Output the entries verbatim, including every line.
─── Records for this exercise
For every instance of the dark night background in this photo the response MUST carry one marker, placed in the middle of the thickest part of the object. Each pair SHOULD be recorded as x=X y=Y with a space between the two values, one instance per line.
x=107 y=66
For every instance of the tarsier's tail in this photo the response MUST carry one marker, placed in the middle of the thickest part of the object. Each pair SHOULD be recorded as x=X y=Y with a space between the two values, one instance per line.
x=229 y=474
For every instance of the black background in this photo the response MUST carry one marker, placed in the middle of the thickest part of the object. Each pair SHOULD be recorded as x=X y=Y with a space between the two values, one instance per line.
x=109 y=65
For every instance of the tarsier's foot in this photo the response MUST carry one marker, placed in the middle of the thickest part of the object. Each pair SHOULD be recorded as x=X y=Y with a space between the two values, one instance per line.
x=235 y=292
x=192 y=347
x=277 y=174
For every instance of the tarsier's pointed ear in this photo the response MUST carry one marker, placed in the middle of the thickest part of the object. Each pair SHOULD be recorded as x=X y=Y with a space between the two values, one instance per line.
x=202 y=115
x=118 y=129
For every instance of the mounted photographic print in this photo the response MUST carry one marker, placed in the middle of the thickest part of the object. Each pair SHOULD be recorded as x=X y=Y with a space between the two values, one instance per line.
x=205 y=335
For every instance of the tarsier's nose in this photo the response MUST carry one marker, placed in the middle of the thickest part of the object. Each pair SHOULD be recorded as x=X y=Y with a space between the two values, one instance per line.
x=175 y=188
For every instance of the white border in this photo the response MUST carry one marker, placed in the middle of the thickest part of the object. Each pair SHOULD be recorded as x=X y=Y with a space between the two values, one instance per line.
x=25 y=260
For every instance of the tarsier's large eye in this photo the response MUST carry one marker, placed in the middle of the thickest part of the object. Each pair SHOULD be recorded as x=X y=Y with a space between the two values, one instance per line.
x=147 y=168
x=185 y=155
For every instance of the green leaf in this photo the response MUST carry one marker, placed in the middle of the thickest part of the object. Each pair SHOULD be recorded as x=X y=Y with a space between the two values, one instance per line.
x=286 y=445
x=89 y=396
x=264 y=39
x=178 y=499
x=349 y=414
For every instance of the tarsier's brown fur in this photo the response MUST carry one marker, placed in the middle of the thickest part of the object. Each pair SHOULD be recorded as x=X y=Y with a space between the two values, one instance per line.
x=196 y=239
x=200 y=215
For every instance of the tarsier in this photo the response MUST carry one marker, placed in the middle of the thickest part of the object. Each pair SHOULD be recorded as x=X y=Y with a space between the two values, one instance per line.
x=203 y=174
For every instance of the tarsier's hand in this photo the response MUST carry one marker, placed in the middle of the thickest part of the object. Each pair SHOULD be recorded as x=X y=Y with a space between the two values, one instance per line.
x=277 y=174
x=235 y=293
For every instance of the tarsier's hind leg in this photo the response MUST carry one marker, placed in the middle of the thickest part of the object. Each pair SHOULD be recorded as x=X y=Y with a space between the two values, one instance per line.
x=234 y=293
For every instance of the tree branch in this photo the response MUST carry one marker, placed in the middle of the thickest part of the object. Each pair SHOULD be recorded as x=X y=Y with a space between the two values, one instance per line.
──────
* Final answer:
For every instance of the dark night background in this photo the response MUST carry one marker, placed in the middle of the thickest part of the object. Each pair SHOULD be recorded as x=X y=Y with a space between the two values, one instance per line.
x=107 y=66
For every instance of the tarsier's tail in this photo the response MUST carry one marker, placed in the middle of the thickest part of the object. Each pair SHOULD be recorded as x=X y=Y with a space between the two values, one instance per line.
x=229 y=474
For every instance of the black background in this photo the response MUST carry one marker, placed in the middle of the thickest part of the object. Each pair SHOULD be recorded as x=X y=Y with a space between the two values, one instance per line.
x=109 y=65
For every instance of the tarsier's foot in this photo the response MUST carry one marker, placed in the middle of the thickest part of the object. Each pair SHOULD be recorded as x=X y=Y with a space between the two values, one instance per line.
x=235 y=292
x=192 y=347
x=277 y=174
For every instance of the tarsier's pointed ear in this photo the response MUST carry one marker, placed in the middle of the thickest part of the object. Each pair SHOULD be recorded as x=X y=Y with a space between the two values, one instance per line.
x=202 y=115
x=118 y=129
For every instance of the mounted photographic print in this photo the response MUST carry one marker, placed in the middle of the thickest part of the object. Each pair SHOULD be recorded as x=X y=Y with a space between the two values, one instance per line.
x=205 y=335
For every instance of the tarsier's nose in this photo the response MUST carry one marker, placed in the middle of the thickest part of the object. Each pair SHOULD be recorded as x=X y=Y with a space between the two values, one instance per line.
x=175 y=188
For every instance of the white border in this photo the response MUST carry one marker, placed in the middle of the thickest part of the object. Each pair SHOULD be recorded as x=X y=Y with a space between the two values, one instance per line.
x=25 y=260
For every instance of the tarsier's large eye in this photo the response MUST carry one marker, placed in the middle of the thickest part of the object. Each pair SHOULD be recorded as x=X y=Y with a space between the two values, one instance per line.
x=147 y=168
x=185 y=155
For every instance of the green leaf in this photo the response MUST carry one marker, placed in the middle of the thickest part of the object. Each pair SHOULD be recorded as x=X y=Y with a space between the two values, one instance per line.
x=286 y=445
x=89 y=396
x=264 y=39
x=178 y=499
x=349 y=414
For every instance of the tarsier's brown fur in this photo the response MUST carry one marker, placed in the middle of the thickest part of the object. Each pair SHOULD be recorded as x=X y=Y with a space between the two values, one instance per line.
x=196 y=239
x=200 y=215
For every instance of the tarsier in this photo the response MUST carry one marker, placed in the middle of the thickest part of the object. Each pair SHOULD be recorded as x=X y=Y with a space between the two values, one instance per line.
x=203 y=174
For every instance of the tarsier's hand in this photo the response MUST carry one marker, placed in the middle of the thickest part of the object. Each pair SHOULD be recorded as x=X y=Y with a space between the two values, one instance per line.
x=277 y=174
x=235 y=293
For every instance of the tarsier's hind leg in this photo the response MUST carry one marker, placed in the middle of the thickest part of the object. Each pair SHOULD be recorded as x=X y=Y with a space between the two values, one instance per line.
x=234 y=293
For every instance of the tree branch in this photo the response MUST carry one marker, placed in the middle of the thickest part of the object. Each pair SHOULD be recorded as x=X y=Y with a space between the two values, one instance per line.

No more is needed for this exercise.